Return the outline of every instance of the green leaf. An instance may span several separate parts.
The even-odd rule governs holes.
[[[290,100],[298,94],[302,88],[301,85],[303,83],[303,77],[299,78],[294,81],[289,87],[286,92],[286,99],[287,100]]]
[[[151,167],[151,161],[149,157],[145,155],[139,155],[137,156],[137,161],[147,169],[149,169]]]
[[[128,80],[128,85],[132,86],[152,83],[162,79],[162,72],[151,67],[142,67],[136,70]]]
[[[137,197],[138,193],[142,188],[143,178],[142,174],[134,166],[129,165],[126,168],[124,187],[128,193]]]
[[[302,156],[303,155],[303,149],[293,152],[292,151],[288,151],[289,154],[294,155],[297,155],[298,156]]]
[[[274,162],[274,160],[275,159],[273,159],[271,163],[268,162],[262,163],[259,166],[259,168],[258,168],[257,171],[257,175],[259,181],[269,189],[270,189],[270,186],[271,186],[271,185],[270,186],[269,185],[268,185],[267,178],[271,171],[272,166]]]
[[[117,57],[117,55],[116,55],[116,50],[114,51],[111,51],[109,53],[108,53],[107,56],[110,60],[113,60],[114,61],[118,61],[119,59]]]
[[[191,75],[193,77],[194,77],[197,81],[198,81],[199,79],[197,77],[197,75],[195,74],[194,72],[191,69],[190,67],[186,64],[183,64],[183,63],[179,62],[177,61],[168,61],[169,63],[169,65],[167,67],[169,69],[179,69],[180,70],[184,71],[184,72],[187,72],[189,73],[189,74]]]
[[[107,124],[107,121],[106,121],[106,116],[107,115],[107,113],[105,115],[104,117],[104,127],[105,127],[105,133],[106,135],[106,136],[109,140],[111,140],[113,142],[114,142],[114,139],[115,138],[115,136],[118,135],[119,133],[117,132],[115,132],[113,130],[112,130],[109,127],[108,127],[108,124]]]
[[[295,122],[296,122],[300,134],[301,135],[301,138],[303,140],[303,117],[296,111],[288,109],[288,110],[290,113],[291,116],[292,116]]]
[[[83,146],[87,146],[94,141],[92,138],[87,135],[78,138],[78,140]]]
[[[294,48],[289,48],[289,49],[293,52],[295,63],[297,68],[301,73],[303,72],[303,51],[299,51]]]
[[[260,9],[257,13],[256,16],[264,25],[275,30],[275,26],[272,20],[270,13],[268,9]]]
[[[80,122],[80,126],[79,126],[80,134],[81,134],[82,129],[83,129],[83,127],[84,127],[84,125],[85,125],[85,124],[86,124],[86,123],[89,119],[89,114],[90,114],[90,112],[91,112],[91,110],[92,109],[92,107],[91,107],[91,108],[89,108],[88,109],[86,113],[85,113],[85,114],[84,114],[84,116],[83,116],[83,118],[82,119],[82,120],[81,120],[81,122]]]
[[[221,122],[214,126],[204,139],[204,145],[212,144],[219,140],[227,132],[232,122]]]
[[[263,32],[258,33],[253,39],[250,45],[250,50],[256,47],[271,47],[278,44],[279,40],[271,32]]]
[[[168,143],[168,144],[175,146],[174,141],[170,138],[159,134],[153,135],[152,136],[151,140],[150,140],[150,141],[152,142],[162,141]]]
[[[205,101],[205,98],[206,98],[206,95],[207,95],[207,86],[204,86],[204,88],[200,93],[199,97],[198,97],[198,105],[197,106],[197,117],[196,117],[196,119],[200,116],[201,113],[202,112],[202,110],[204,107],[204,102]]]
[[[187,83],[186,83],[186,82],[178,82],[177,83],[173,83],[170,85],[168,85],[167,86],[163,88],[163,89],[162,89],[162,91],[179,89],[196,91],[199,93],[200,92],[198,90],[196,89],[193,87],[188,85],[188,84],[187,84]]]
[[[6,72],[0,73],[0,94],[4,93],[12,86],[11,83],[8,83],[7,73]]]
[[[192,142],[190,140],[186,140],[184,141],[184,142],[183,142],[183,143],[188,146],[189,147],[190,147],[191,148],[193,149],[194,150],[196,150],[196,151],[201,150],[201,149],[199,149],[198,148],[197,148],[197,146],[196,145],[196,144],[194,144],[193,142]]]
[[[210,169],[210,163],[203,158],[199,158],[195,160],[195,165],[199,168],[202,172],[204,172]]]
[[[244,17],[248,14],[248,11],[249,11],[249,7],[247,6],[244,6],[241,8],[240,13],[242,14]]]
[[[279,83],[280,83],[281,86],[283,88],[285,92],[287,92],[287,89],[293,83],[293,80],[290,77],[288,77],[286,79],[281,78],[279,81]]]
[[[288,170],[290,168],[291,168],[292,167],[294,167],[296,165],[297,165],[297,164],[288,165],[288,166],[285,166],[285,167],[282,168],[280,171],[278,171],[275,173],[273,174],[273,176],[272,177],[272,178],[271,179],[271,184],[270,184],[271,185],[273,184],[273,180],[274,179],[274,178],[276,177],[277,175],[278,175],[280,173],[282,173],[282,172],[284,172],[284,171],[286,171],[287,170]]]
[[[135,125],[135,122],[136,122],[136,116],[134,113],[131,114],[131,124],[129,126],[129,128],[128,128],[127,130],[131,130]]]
···
*Exercise instructions*: Collect every line above that contains the word "leaf", and write out each of those lines in full.

*Solution for this problem*:
Return the outline of every instance of the green leaf. An instance may span several separate parts.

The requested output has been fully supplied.